• WHAT YOU WILL DO
What should you transcribe? Every line from the top of the records below through the line with "negative clicks: (116, 604) (149, 672)", exactly, and no pictures.

• TASK INPUT
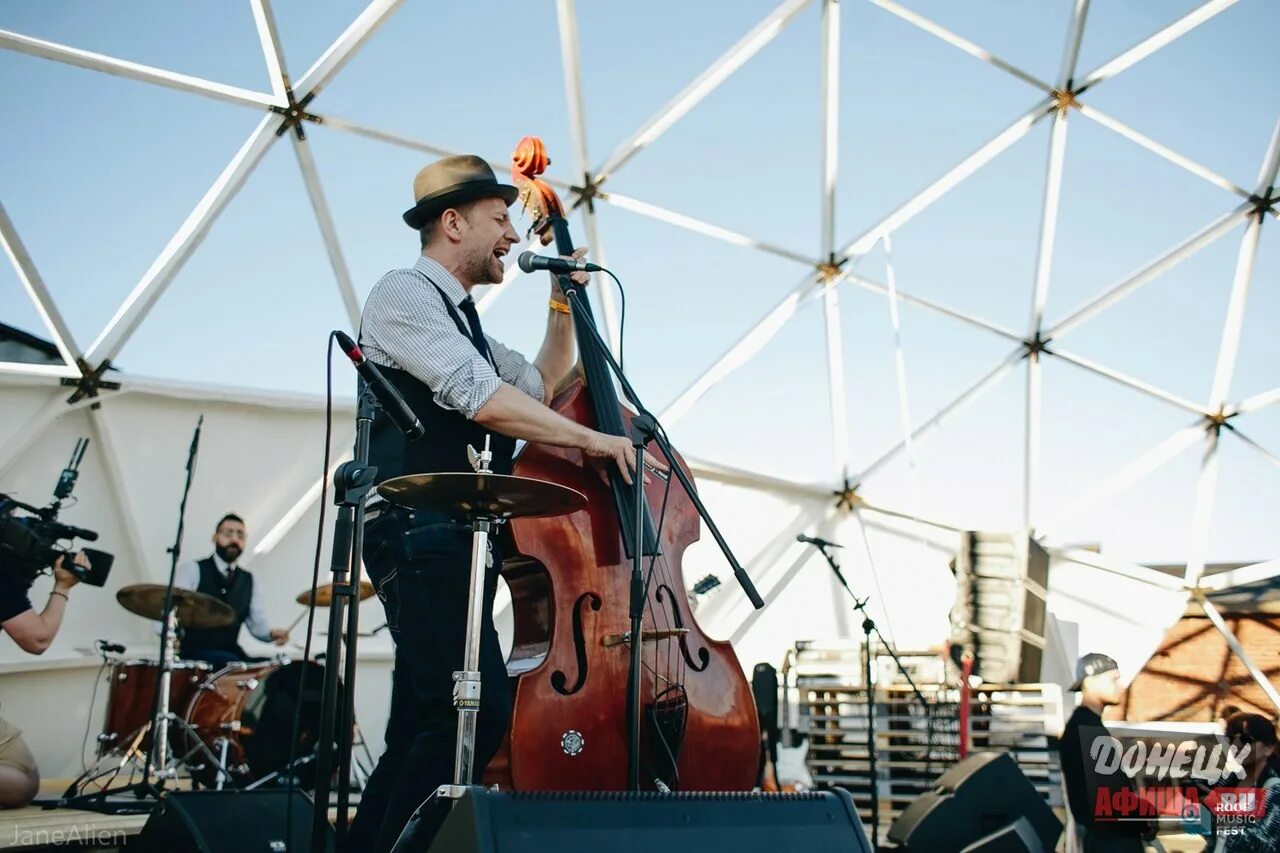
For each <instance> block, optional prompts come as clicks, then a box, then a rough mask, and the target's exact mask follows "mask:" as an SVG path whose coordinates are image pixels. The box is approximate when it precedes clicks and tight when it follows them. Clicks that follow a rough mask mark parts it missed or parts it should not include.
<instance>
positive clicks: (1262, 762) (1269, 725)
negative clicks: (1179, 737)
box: [1222, 712, 1280, 853]
mask: <svg viewBox="0 0 1280 853" xmlns="http://www.w3.org/2000/svg"><path fill="white" fill-rule="evenodd" d="M1226 739H1228V740H1229V742H1230V743H1231V744H1233V745H1234V747H1235V748H1236V749H1240V748H1243V747H1245V745H1247V747H1248V748H1249V752H1248V754H1247V756H1245V757H1244V760H1243V766H1244V777H1243V779H1240V777H1233V779H1230V780H1229V781H1228V783H1226V784H1229V785H1240V786H1244V788H1256V789H1257V797H1258V798H1260V799H1261V800H1262V815H1261V816H1258V817H1256V818H1252V820H1247V821H1243V822H1240V824H1239V825H1236V826H1234V827H1233V829H1234V830H1235V831H1233V833H1231V834H1229V835H1226V839H1225V841H1224V844H1222V850H1224V853H1263V852H1266V853H1274V852H1275V850H1280V770H1277V767H1276V765H1275V756H1276V727H1275V725H1272V722H1271V721H1270V720H1267V719H1266V717H1263V716H1262V715H1261V713H1243V712H1236V713H1234V715H1231V716H1230V717H1228V720H1226Z"/></svg>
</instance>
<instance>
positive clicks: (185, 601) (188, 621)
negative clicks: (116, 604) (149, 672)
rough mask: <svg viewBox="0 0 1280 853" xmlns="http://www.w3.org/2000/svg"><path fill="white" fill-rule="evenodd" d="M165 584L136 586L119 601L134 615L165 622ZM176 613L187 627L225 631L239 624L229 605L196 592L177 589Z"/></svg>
mask: <svg viewBox="0 0 1280 853" xmlns="http://www.w3.org/2000/svg"><path fill="white" fill-rule="evenodd" d="M166 589H168V587H166V585H165V584H133V585H132V587H125V588H124V589H122V590H120V592H118V593H115V601H118V602H120V606H122V607H124V610H127V611H129V612H131V613H137V615H138V616H142V617H143V619H154V620H156V621H159V620H161V619H164V596H165V590H166ZM173 611H174V613H175V615H177V616H178V621H179V622H182V624H183V626H186V628H221V626H223V625H230V624H232V622H234V621H236V612H234V611H233V610H232V608H230V606H229V605H227V602H221V601H218V599H216V598H214V597H212V596H206V594H205V593H200V592H196V590H195V589H182V588H180V587H175V588H174V590H173Z"/></svg>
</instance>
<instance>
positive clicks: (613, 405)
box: [486, 137, 760, 790]
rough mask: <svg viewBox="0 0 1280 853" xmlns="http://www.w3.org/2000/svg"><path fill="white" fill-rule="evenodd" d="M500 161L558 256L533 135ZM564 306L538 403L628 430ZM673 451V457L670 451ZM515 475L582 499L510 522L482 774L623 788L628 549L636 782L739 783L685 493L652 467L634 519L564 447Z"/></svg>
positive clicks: (728, 789)
mask: <svg viewBox="0 0 1280 853" xmlns="http://www.w3.org/2000/svg"><path fill="white" fill-rule="evenodd" d="M512 160H513V168H512V177H513V182H515V183H516V186H517V187H520V190H521V197H522V200H524V204H525V207H526V210H527V211H529V213H530V215H531V216H534V220H535V223H534V231H536V233H539V234H540V236H541V240H543V243H549V242H552V241H554V243H556V248H557V251H558V252H559V254H562V255H568V254H571V252H572V251H573V243H572V240H571V237H570V233H568V225H567V223H566V220H564V210H563V207H562V205H561V201H559V199H558V197H557V195H556V192H554V190H552V188H550V187H549V186H548V184H547V183H545V182H544V181H541V179H540V178H539V177H538V175H540V174H541V173H543V172H544V170H545V168H547V165H548V164H549V159H548V156H547V151H545V149H544V146H543V142H541V140H538V138H536V137H525V138H524V140H521V141H520V145H518V146H517V149H516V152H515V155H513V158H512ZM572 313H573V318H572V319H573V325H575V330H576V333H577V342H579V350H580V352H581V362H580V368H581V371H580V375H579V377H576V378H575V379H573V380H572V382H571V383H568V384H567V386H566V387H563V388H562V389H559V391H558V393H557V394H556V397H554V400H553V401H552V407H553V409H554V410H556V411H557V412H559V414H561V415H564V416H566V418H570V419H571V420H575V421H577V423H581V424H585V425H588V427H591V428H594V429H599V430H600V432H604V433H612V434H614V435H626V434H627V425H628V424H630V421H631V418H632V412H631V411H630V410H628V409H627V407H626V406H623V405H621V403H620V401H618V397H617V393H616V391H614V384H613V380H612V377H611V374H609V366H608V364H607V361H605V359H604V356H603V355H602V353H600V352H599V351H598V350H596V348H595V347H594V346H591V330H590V329H591V327H594V323H595V319H594V318H593V316H591V310H590V306H589V304H588V302H586V301H585V300H582V301H581V302H579V301H573V304H572ZM671 461H672V464H673V465H681V466H684V460H681V459H680V457H678V456H676V459H673V460H671ZM513 473H515V474H516V475H518V476H529V478H534V479H540V480H550V482H553V483H559V484H563V485H568V487H571V488H575V489H577V491H579V492H582V493H584V494H586V497H588V507H586V508H585V510H581V511H579V512H575V514H572V515H567V516H559V517H552V519H516V520H512V523H511V525H509V539H508V542H507V551H508V556H507V558H506V560H504V564H503V578H504V579H506V580H507V584H508V587H509V589H511V597H512V612H513V617H515V637H513V647H512V652H511V657H509V658H508V674H509V675H511V676H512V686H513V688H515V689H513V708H512V719H511V729H509V733H508V739H507V740H506V742H504V744H503V747H502V749H500V751H499V752H498V754H497V756H495V758H494V760H493V761H492V762H490V763H489V771H488V774H486V781H490V783H498V784H502V785H503V786H507V788H512V789H515V790H626V789H627V786H628V779H627V776H628V736H627V707H626V698H627V676H628V670H630V666H628V663H630V657H631V651H630V644H631V643H632V642H636V640H635V638H632V637H631V635H630V607H628V605H630V588H628V584H630V579H631V567H632V562H631V555H634V553H635V551H634V549H635V548H641V549H643V555H644V564H643V565H644V579H645V610H644V620H643V630H641V633H640V634H641V635H640V639H639V642H640V643H641V661H643V671H641V679H640V684H641V688H640V707H641V712H640V784H641V789H643V790H655V789H662V788H663V786H666V788H669V789H672V790H749V789H750V788H751V786H753V785H754V784H755V779H756V772H758V762H759V743H760V734H759V722H758V720H756V713H755V703H754V699H753V695H751V689H750V685H749V684H748V680H746V676H745V675H744V674H742V669H741V666H740V663H739V660H737V656H736V654H735V653H733V649H732V648H731V647H730V644H728V643H727V642H719V640H712V639H708V638H707V637H705V635H704V634H703V631H701V629H700V628H699V626H698V622H696V621H695V620H694V616H692V611H691V608H690V606H689V599H687V594H686V592H685V583H684V578H682V575H681V557H682V555H684V552H685V548H687V547H689V544H690V543H692V542H695V540H696V539H698V538H699V529H700V520H699V517H698V512H696V510H695V507H694V505H692V502H691V501H690V500H689V496H687V494H686V493H685V492H684V489H682V488H681V485H680V484H678V483H676V482H675V478H673V476H657V475H654V476H652V478H650V480H652V482H650V483H649V484H646V487H645V505H646V506H645V511H644V512H643V519H641V525H640V529H636V523H635V517H636V506H635V492H634V491H632V487H630V485H627V484H626V483H625V482H623V480H622V478H621V476H620V474H618V471H617V470H616V469H613V467H612V466H611V467H609V469H608V470H607V471H605V473H602V469H600V467H598V466H595V465H593V464H590V462H588V460H586V459H585V457H584V455H582V453H581V452H580V451H577V450H566V448H561V447H550V446H547V444H536V443H530V444H527V446H526V447H525V448H524V451H522V452H521V455H520V457H518V459H517V460H516V462H515V470H513ZM640 475H641V471H637V473H636V476H640ZM512 552H513V553H512Z"/></svg>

• WRITTEN SOLUTION
For each <instance> block, optional prompts come as clicks, then a box, then a rough mask, and the target's exact mask follows "mask:" as an SVG path whose coordinates are image pixels. The box is approximate when it precedes clicks and tight when it follows them. Clicks that follow a rough mask mark parts it missed or parts it should not include.
<instance>
positive clicks: (1262, 762) (1269, 725)
negative clicks: (1179, 737)
box: [1222, 712, 1280, 853]
mask: <svg viewBox="0 0 1280 853" xmlns="http://www.w3.org/2000/svg"><path fill="white" fill-rule="evenodd" d="M1226 739H1228V740H1229V742H1230V743H1231V744H1233V745H1234V747H1235V748H1236V749H1240V748H1243V747H1245V745H1247V747H1248V748H1249V752H1248V754H1247V756H1245V757H1244V760H1243V766H1244V777H1243V779H1240V777H1233V779H1230V780H1229V781H1228V783H1226V784H1229V785H1240V786H1244V788H1256V789H1257V797H1258V798H1260V799H1261V800H1262V815H1261V816H1258V817H1256V818H1252V820H1247V821H1243V822H1240V824H1239V825H1236V826H1234V827H1233V829H1234V830H1235V831H1233V833H1231V834H1229V835H1226V839H1225V841H1224V844H1222V850H1224V853H1263V852H1266V853H1274V852H1275V850H1280V770H1277V767H1276V765H1275V756H1276V727H1275V725H1272V722H1271V721H1270V720H1267V719H1266V717H1263V716H1262V715H1261V713H1243V712H1236V713H1234V715H1231V716H1230V717H1228V720H1226Z"/></svg>
</instance>
<instance>
positive clicks: (185, 601) (188, 621)
negative clicks: (116, 604) (149, 672)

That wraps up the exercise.